• **Brief**:
Each line of the material is to be written out exactly.
========================
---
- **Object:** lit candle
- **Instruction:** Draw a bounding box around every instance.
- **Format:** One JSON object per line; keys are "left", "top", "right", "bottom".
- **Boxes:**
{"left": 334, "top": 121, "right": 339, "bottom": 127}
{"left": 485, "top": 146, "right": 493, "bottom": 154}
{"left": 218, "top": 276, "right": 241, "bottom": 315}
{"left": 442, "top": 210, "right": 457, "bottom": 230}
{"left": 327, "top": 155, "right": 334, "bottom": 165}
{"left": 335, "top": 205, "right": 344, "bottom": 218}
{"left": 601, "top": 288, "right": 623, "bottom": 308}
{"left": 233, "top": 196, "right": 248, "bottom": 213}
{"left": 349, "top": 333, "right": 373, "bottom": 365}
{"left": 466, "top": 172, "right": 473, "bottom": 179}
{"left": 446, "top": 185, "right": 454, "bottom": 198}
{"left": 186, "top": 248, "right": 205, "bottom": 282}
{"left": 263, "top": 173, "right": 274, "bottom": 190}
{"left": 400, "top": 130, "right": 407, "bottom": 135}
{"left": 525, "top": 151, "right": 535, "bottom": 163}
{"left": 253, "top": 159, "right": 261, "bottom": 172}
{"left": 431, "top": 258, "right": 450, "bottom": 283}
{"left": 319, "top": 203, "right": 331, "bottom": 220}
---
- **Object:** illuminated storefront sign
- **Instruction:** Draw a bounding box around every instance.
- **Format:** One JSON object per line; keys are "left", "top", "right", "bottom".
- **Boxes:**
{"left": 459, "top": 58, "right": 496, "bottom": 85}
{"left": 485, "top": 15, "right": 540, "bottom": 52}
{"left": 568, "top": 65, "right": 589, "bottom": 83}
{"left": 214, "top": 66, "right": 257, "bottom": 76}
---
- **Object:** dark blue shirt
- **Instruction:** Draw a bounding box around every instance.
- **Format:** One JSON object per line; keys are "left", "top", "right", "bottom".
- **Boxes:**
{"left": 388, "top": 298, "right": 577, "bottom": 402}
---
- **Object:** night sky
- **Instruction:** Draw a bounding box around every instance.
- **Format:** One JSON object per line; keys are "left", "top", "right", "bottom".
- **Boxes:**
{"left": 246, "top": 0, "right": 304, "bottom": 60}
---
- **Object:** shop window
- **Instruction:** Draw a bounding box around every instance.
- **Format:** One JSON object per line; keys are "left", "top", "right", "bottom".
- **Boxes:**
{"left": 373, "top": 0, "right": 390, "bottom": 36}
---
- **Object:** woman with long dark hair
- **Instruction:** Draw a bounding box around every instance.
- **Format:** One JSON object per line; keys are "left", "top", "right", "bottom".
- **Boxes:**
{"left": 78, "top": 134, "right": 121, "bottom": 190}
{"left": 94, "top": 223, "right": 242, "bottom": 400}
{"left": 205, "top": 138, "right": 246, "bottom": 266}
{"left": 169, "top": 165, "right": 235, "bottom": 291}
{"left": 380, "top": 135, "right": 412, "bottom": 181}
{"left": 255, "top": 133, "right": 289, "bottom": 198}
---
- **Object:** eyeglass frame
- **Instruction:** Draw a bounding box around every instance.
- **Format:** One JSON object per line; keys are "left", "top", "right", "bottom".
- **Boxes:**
========================
• **The answer**:
---
- **Object:** lit candle
- **Instruction:** Draw a bounding box around every instance.
- **Format:** One JSON object per line; keys are "left", "top", "right", "bottom".
- **Boxes:**
{"left": 334, "top": 121, "right": 339, "bottom": 127}
{"left": 485, "top": 146, "right": 493, "bottom": 154}
{"left": 218, "top": 276, "right": 241, "bottom": 315}
{"left": 442, "top": 210, "right": 457, "bottom": 230}
{"left": 327, "top": 155, "right": 334, "bottom": 165}
{"left": 335, "top": 205, "right": 344, "bottom": 218}
{"left": 601, "top": 288, "right": 623, "bottom": 308}
{"left": 233, "top": 196, "right": 248, "bottom": 213}
{"left": 349, "top": 333, "right": 373, "bottom": 365}
{"left": 466, "top": 172, "right": 473, "bottom": 179}
{"left": 446, "top": 185, "right": 454, "bottom": 198}
{"left": 186, "top": 248, "right": 205, "bottom": 282}
{"left": 263, "top": 173, "right": 274, "bottom": 190}
{"left": 400, "top": 130, "right": 407, "bottom": 135}
{"left": 525, "top": 151, "right": 535, "bottom": 163}
{"left": 253, "top": 159, "right": 261, "bottom": 172}
{"left": 431, "top": 258, "right": 450, "bottom": 283}
{"left": 319, "top": 203, "right": 331, "bottom": 220}
---
- **Object:** illuminated storefront sign
- **Instruction:** Draw a bounding box around every instance.
- **Format:** One JSON object per line; keys are "left", "top", "right", "bottom".
- **Boxes:**
{"left": 459, "top": 58, "right": 496, "bottom": 85}
{"left": 485, "top": 15, "right": 540, "bottom": 52}
{"left": 568, "top": 65, "right": 589, "bottom": 83}
{"left": 214, "top": 66, "right": 257, "bottom": 76}
---
- **Object:** dark blue shirt
- **Instruction:** Draw a bounding box around every instance.
- **Format:** One JSON object per line; keys are "left", "top", "right", "bottom".
- **Boxes:**
{"left": 388, "top": 298, "right": 577, "bottom": 402}
---
- **Object:** night sky
- **Instruction:** Draw a bounding box around every instance.
- **Format:** One JSON object per line; keys are "left", "top", "right", "bottom".
- **Boxes:**
{"left": 246, "top": 0, "right": 304, "bottom": 60}
---
- **Object:** shop window
- **Instruction:** Draw a bounding box around every instance.
- **Format:** One JSON object per line; keys are "left", "top", "right", "bottom".
- **Boxes:**
{"left": 373, "top": 0, "right": 390, "bottom": 36}
---
- **Object:** woman with long dark hair
- **Instruction:** Draw a bounding box around every instance.
- **Format:** One JSON object per line; keys are "left", "top", "right", "bottom".
- **Boxes:**
{"left": 78, "top": 134, "right": 121, "bottom": 190}
{"left": 94, "top": 223, "right": 242, "bottom": 400}
{"left": 205, "top": 138, "right": 246, "bottom": 266}
{"left": 169, "top": 165, "right": 235, "bottom": 291}
{"left": 380, "top": 135, "right": 412, "bottom": 181}
{"left": 255, "top": 133, "right": 289, "bottom": 198}
---
- **Object:** eyeglass frame
- **Instruction:** Draw a bounding box around every instance.
- **Format:** One JSON object per line; keys are "left", "top", "right", "bottom".
- **Boxes:**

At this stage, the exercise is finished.